### SOURCE EXTRACT
*** Block opens ***

6) Many decades before today's Nintendo Generation "discovered" anime, we Baby Boomers were able to enjoy US broadcasts of several Japanese cartoon series way back in the early-to-mid 1960s. Name at least three of these shows.

7) Which one of these live-action shows was not followed-up by a animated spinoff?
a) Star Trek
b) Happy Days
c) The Partridge Family
d) The Brady Bunch
e) I Dream of Jeannie
f) The Addams Family
g) Gilligan's Island

8) "Drizzle, drazzle, drozzle, drome; time for this one to come home!" Who was the hapless cartoon character always in need of rescue, and who spoke this classic line while coming to his aid each episode?

9) Everyone knows that Bullwinkle and Rocky were menaced by Boris Badenov and Natasha Fatale - but who did this nefarious duo of no-goodniks report up to?

*** Block closes ***

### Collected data
*** Block opens ***

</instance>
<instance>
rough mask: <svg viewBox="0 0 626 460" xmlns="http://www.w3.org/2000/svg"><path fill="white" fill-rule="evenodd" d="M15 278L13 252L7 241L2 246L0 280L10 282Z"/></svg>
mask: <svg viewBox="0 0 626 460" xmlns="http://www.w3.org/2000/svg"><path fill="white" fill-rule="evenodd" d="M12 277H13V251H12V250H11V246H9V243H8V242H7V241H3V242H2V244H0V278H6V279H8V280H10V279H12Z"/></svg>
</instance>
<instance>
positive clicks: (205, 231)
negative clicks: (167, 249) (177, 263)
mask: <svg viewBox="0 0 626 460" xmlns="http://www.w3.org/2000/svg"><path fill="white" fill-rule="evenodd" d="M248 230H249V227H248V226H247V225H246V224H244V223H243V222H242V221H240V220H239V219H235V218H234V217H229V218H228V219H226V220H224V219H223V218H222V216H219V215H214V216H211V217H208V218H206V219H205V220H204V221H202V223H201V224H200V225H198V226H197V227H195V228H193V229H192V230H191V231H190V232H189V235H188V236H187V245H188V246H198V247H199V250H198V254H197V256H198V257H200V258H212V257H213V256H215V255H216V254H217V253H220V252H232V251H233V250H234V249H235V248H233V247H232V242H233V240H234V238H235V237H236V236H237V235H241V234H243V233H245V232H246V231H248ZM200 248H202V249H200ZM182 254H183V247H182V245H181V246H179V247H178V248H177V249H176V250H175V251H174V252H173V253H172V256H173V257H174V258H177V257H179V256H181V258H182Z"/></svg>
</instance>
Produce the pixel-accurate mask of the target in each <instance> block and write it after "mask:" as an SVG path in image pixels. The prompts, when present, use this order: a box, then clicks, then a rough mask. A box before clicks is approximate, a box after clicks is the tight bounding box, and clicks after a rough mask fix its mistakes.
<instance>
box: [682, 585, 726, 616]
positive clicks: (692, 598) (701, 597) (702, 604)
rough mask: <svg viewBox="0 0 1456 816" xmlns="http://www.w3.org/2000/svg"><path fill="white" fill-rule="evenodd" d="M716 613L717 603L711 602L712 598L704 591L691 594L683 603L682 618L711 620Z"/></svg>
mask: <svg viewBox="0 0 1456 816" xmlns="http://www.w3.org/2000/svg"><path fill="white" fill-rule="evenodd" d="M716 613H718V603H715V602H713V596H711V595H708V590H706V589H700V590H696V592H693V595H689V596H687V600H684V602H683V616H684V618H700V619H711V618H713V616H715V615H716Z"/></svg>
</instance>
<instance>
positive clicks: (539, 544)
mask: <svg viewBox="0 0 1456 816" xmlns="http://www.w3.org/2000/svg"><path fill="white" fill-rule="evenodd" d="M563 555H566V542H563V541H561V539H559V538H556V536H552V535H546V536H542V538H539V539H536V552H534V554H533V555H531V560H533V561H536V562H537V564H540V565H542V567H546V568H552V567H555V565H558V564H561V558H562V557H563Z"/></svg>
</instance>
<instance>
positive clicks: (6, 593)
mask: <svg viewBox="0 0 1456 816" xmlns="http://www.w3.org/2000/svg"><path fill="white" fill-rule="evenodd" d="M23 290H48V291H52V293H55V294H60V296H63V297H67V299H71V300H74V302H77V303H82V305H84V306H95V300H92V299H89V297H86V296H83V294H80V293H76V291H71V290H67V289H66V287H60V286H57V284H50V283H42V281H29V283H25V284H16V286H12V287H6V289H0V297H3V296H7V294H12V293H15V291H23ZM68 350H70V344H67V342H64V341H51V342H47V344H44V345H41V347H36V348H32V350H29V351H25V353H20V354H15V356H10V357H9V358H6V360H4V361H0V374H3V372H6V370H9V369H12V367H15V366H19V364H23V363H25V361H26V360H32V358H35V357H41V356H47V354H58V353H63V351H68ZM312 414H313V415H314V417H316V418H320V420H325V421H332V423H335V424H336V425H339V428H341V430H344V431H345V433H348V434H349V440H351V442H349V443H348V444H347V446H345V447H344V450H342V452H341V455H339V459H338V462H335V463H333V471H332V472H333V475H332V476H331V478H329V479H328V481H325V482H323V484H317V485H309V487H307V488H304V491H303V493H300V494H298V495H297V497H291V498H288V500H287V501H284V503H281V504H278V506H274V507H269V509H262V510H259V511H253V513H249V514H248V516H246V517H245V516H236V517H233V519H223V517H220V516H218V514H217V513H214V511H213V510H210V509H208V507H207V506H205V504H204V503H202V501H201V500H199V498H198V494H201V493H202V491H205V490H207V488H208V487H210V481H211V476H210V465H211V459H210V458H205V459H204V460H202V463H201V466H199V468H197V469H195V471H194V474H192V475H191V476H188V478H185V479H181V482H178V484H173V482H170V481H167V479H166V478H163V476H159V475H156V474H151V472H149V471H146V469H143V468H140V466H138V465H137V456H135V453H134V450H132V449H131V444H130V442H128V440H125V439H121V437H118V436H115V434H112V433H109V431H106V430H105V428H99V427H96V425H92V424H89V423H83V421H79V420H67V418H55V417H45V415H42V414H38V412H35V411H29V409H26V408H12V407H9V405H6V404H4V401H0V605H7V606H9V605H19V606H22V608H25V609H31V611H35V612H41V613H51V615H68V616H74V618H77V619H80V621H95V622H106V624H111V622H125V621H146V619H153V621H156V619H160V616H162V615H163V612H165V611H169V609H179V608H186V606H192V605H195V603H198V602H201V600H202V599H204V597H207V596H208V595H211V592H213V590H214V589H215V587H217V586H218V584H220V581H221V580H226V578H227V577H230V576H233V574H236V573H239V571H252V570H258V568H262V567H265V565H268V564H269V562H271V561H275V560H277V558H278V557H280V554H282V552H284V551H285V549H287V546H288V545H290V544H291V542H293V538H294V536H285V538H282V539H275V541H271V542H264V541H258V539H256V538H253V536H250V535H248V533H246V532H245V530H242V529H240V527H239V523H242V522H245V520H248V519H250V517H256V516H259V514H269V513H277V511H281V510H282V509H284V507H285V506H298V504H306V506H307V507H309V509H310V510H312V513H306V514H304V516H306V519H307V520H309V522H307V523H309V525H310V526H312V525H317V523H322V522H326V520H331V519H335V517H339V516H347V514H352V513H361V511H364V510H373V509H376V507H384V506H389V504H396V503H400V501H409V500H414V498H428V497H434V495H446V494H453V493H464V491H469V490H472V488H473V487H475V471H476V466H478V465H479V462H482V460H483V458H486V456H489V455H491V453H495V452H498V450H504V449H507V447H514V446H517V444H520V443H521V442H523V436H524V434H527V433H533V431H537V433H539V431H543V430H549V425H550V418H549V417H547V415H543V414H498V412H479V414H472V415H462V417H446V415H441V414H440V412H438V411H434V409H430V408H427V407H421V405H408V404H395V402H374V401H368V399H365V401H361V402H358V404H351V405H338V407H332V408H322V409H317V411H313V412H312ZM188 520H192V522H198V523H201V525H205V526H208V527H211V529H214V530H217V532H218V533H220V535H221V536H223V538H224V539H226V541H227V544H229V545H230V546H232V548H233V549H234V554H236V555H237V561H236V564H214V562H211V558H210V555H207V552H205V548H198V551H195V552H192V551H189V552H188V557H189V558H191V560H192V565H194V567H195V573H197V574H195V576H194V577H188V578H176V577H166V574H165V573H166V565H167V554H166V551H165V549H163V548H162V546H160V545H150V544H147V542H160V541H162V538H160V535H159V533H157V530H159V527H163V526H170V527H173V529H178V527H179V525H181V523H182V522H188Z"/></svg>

*** Block closes ***

### WORK INSTRUCTIONS
Please continue the cartoon trivia quiz, picking up after its last question.

### TASK RESPONSE
10) And speaking of baddies, name the show on which each of these colorfully-named master villains appeared:
a) Snidely Whiplash
b) Dick Dastardly
c) Simon Bar Sinister
d) Baron Otto Matic
e) Skeletor
f) Shredder

Enjoy! Next week TTT will be off for Thanksgiving, so look for more trivial fun on 11/29.


At 11/15/07, 10:31 AM, Anonymous Danny Geretz said...

Well, one answer to 5 is Popeye and spinach.

At 11/15/07, 10:38 AM, Blogger Soccer Dad said...

1) Tom and Jerry
5) The others, I think, were Hercules putting on his ring and Sinbad tightening his belt.
Name the top 40 singer who sang the theme to Hercules.
a)Dudley Do-Right
b)Wacky Races
d) Inspector Gadget?
e) Masters of the Universe (He-Man)
f) Teenage Mutant Ninja Turtles

At 11/15/07, 11:29 AM, Blogger Soccer Dad said...

Aqua-boy and Speed Racer with their great out of sync translations.
Though it wasn't a cartoon, Ultra-man had that same quality.

At 11/15/07, 12:15 PM, Blogger Jack's Shack said...

Speed Racer was one of my favorites. Racer X- the mysterious big brother.

7) E. I Dream of Jeannie.

At 11/15/07, 12:53 PM, Blogger LEL said...

2.The Flinstones-derived from the Honeymooners

3.Yogi bear-Art Carney

At 11/18/07, 8:35 AM, Anonymous Anonymous said...

3. Snagglepuss was Jimmy Durante (I think)
5. Adam ant

At 11/18/07, 9:11 PM, Blogger Elie said...

Here are the full set of answers, most of which were at least partially supplied:

1) Soccer Dad got it - Tom and Jerry.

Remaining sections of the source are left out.